__Referring expression data__
□ □ □ □

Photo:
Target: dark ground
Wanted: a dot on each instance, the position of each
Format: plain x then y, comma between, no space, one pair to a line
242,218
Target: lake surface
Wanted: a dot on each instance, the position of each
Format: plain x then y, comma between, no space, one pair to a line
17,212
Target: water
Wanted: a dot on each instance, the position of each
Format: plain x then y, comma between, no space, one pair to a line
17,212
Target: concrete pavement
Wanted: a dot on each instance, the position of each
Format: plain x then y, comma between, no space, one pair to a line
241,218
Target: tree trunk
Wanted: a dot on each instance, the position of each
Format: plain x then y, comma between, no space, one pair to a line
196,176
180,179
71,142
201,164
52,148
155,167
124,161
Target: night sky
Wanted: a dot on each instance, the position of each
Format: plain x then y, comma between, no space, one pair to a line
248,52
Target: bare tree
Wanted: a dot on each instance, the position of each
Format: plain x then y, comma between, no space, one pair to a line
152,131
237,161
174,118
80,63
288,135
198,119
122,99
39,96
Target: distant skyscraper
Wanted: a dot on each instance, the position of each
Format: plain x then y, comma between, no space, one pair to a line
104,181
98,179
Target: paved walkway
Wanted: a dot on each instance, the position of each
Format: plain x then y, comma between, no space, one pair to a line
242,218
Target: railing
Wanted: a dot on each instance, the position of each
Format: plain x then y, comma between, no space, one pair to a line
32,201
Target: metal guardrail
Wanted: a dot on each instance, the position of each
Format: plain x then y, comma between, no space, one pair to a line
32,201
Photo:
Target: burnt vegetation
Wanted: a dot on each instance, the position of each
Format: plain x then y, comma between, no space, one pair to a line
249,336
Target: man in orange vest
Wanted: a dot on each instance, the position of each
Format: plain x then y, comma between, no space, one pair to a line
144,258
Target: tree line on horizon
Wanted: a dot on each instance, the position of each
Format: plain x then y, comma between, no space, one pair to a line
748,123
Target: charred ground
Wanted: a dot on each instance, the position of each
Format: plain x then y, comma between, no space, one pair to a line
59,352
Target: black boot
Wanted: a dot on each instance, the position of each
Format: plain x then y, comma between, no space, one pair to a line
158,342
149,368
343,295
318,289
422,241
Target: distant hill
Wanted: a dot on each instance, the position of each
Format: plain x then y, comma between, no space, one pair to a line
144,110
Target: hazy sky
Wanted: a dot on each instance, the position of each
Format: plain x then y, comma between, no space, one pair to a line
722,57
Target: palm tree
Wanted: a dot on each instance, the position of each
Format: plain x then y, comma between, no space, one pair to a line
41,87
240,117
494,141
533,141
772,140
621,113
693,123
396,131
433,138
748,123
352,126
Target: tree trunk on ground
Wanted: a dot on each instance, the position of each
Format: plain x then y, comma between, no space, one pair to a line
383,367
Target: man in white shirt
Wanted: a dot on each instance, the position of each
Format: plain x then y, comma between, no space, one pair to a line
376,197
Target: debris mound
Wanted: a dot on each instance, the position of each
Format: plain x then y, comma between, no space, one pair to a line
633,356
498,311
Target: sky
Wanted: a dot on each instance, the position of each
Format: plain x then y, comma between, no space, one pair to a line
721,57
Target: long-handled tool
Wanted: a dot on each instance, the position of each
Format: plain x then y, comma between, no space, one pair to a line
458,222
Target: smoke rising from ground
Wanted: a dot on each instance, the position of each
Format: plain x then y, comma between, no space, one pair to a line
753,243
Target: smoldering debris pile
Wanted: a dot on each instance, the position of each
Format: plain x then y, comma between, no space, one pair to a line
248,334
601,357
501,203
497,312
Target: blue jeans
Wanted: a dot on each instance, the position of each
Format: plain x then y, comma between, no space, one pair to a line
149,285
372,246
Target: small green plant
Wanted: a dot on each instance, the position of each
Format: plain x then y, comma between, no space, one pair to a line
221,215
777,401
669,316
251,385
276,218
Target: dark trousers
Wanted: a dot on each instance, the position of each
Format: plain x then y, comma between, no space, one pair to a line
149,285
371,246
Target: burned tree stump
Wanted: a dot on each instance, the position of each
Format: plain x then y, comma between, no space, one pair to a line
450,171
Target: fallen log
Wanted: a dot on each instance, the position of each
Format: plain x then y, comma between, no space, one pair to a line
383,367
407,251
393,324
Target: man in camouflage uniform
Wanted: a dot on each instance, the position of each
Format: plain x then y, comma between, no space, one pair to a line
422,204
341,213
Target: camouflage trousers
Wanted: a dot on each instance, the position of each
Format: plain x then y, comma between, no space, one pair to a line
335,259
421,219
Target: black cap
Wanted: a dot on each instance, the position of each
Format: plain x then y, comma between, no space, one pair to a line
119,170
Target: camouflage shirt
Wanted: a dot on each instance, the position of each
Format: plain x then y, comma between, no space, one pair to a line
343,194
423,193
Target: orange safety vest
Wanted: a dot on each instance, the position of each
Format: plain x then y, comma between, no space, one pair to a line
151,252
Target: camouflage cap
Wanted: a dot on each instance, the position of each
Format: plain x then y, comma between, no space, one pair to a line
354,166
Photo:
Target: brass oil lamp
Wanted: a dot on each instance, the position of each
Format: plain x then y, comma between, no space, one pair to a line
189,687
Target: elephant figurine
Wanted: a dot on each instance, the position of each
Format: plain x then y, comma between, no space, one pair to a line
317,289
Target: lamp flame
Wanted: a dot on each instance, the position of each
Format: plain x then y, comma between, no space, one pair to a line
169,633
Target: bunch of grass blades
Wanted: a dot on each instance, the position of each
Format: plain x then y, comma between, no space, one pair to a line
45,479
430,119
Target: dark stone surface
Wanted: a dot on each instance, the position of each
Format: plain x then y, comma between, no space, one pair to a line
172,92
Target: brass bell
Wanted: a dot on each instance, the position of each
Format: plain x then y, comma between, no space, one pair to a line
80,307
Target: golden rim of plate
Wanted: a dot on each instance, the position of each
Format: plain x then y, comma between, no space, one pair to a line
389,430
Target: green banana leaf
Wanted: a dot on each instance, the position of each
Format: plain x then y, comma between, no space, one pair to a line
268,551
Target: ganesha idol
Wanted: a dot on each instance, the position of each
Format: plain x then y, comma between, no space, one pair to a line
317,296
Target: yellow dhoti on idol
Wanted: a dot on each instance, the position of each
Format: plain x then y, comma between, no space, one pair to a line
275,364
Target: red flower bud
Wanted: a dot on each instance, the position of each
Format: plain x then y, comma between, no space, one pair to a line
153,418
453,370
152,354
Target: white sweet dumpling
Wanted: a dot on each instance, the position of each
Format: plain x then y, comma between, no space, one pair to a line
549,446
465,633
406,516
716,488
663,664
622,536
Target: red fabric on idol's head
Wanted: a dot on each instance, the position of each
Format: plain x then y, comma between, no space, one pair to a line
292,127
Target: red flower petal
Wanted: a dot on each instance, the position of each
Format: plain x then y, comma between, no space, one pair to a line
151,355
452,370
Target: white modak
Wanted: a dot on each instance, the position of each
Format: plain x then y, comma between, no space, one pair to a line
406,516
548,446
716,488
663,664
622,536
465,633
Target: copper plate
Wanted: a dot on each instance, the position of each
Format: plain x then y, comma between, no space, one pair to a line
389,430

□ □ □ □

__Task prompt__
Set down all the entries again, word for word.

__The completed task__
Photo:
Target: dark ground
Wanted: a dot on each instance, the position of each
Format: plain x then y, comma between, no space, one pair to a line
242,218
Target: lake surface
Wanted: a dot on each instance, the position of each
Format: plain x then y, comma between, no space, one pair to a line
17,212
Target: water
Wanted: a dot on each instance, the position of each
Format: plain x then y, comma between, no space, one pair to a line
17,212
Target: concrete pavement
Wanted: a dot on each instance, the position of each
Format: plain x then y, comma between, no space, one pair to a line
241,218
Target: tree trunk
Wanted: a dot on each instance, the position of each
Format: plain x then y, comma between, no space, one pair to a line
196,176
180,179
71,142
201,164
52,148
155,167
124,161
Target: night sky
Wanted: a dot on each instance, the position of each
Format: plain x then y, comma between, no space, one pair to a line
248,52
Target: bare tree
Wanted: a dot on each instance, the position of each
Format: plain x then y, comma between, no space, one pair to a line
152,131
237,161
174,118
80,63
288,135
198,119
122,99
39,96
Target: distant skyscraper
Wanted: a dot on each instance, the position of each
Format: plain x then y, comma between, no space, one pair to a line
104,181
98,179
Target: paved walkway
Wanted: a dot on each instance, the position of each
Format: plain x then y, comma between, no space, one pair to a line
242,218
Target: railing
Wanted: a dot on each instance, the position of each
Format: plain x then y, comma between, no space, one pair to a line
32,201
Target: metal guardrail
Wanted: a dot on each instance, the position of each
Format: plain x then y, comma between, no space, one pair to a line
32,201
Photo:
Target: burnt vegetation
Wanted: a dot on each instance, the position of each
Format: plain x then y, comma between, no space, one pair to a line
249,336
Target: man in orange vest
Wanted: a dot on each instance, the position of each
Format: plain x then y, comma between, no space, one pair to a line
144,258
Target: tree line on horizon
Wanted: a dot on each instance, the position of each
Format: plain x then y, comma between, no space, one pair to a line
748,123
Target: charred ground
Wanted: a dot on each instance, the position of each
Format: plain x then y, comma between, no space, one pair to a line
59,352
Target: black boot
Wanted: a dot on each instance, the position of each
Format: plain x then y, comma between, no space, one pair to a line
158,342
149,368
343,295
318,289
422,241
Target: distant hill
Wanted: a dot on each instance, the position of each
Format: plain x then y, comma between, no space, one pair to a line
144,110
Target: hazy sky
Wanted: a dot on each instance, the position of each
Format: plain x then y, comma between, no space, one pair to a line
722,57
Target: palm tree
Wanted: a dot on each instance, the position of each
Format: plain x then y, comma between, no space, one pair to a line
41,87
240,117
494,141
533,141
772,140
621,113
693,123
396,131
433,138
748,123
352,126
Target: tree trunk on ground
Wanted: a dot on each instance, the position of each
Format: plain x then y, comma between, no space, one pair to a line
383,367
Target: man in white shirt
Wanted: a dot on each instance, the position of each
Format: plain x then y, comma between, no space, one pair to a line
376,197
Target: debris mound
Wanted: a dot on each instance, the position of each
Format: plain x then y, comma between, no space, one pair to a line
633,356
498,311
Target: sky
Wanted: a dot on each instance, the position of each
Format: plain x then y, comma between, no space, one pair to a line
721,57
Target: long-handled tool
Wanted: a dot on each instance, the position of each
Format: plain x then y, comma between, no space, one pair to a line
458,222
Target: smoke rising from ground
Wanted: a dot on each instance, the position of each
Format: plain x then y, comma between, no space, one pair to a line
753,243
Target: smoldering debris pile
Wanted: a dot on each instance, the position of each
Format: plain x then y, comma between, no space, one pair to a line
248,334
601,357
501,203
497,312
Target: blue jeans
Wanted: a dot on each instance, the position of each
Format: plain x then y, comma between, no space, one pair to a line
149,285
372,246
Target: small green plant
Wanted: a dot on each instance, the position of each
Format: plain x then y, comma between, no space, one pair to a line
221,215
777,401
669,316
251,385
276,218
Target: dark trousers
Wanted: a dot on each instance, the position of each
Format: plain x then y, comma between, no space, one pair to a line
149,285
371,246
Target: burned tree stump
Wanted: a dot on each instance, the position of each
Format: plain x then y, comma between, no space, one pair to a line
450,171
Target: fallen log
Wanted: a dot on each instance, the position of each
Format: plain x then y, comma between, no space, one pair to a line
383,367
407,251
393,324
Target: man in camouflage uniform
Wanted: a dot on each instance, the position of each
Format: plain x then y, comma between, no space, one pair to a line
422,204
341,213
Target: camouflage trousers
Wanted: a dot on each instance, the position of each
Format: plain x then y, comma between, no space, one pair to a line
335,259
421,219
Target: black cap
Wanted: a dot on each instance, the position of each
Format: plain x then y, comma between, no space, one pair to a line
119,170
Target: camouflage shirt
Wanted: a dot on each instance, the position of each
Format: plain x then y, comma between, no space, one pair to a line
343,194
423,193
Target: orange safety vest
Wanted: a dot on each instance, the position of each
Format: plain x then y, comma between, no space, one pair to a line
151,252
Target: camouflage cap
Wanted: a dot on each instance, the position of each
Format: plain x then y, comma between, no space, one pair to a line
354,166
Photo:
Target: brass oil lamp
Wanted: a dot on each instance, the position of each
Format: plain x then y, comma between, no space, one pair to a line
189,687
Target: elephant figurine
Wanted: a dot on each instance, the position of each
Format: plain x then y, comma between, no space, one pair to a line
317,289
Target: lamp flame
Wanted: a dot on each instance, the position of each
Format: plain x then y, comma between, no space, one pair to a line
169,633
Target: bunch of grass blades
Wanted: a dot on each instance, the position of each
Format: plain x then y, comma between, no space, one pair to a line
45,479
430,119
Target: dark stone surface
Wanted: a dot on each instance, the position of each
Format: plain x then y, comma between, no space, one pair to a line
172,92
Target: brass bell
Wanted: a dot on each instance, the position of each
Format: plain x then y, comma between, no space, one pair to a line
80,307
Target: golden rim of plate
Wanted: a dot on each instance, the position of each
Format: plain x then y, comma between, no space, one pair to a line
389,430
Target: green banana leaf
Wanted: a dot on each instance, the position of each
Format: plain x then y, comma between, no space, one pair to a line
268,551
Target: ganesha idol
Wanted: a dot on each instance, the position of each
Format: plain x then y, comma between, no space, one pair to a line
317,296
Target: yellow dhoti on idol
Wanted: a dot on each instance, the position of each
Format: plain x then y, comma between, no space, one pair to a line
275,364
Target: red flower bud
Wanted: a dot on each instance, the position of each
Format: plain x then y, comma between, no space, one pair to a line
153,418
453,370
152,354
Target: white sweet dumpling
Wanted: a dot on each instance, the position of each
Format: plain x then y, comma between, no space, one pair to a line
549,446
465,633
406,516
716,488
663,664
622,536
Target: red fabric on idol's head
Wanted: a dot on each instance, the position of each
Format: plain x then y, comma between, no space, one pair to a line
292,127
Target: red flower petal
Wanted: a dot on each instance, the position of each
Format: plain x then y, comma between, no space, one pair to a line
151,355
452,370
Target: white modak
Wanted: a dot on each instance, the position of each
Format: plain x then y, comma between, no space, one pair to a line
406,516
548,446
716,488
663,664
622,536
465,633
Target: copper plate
Wanted: a dot on each instance, the position of each
Format: plain x then y, comma between, no space, one pair to a line
389,430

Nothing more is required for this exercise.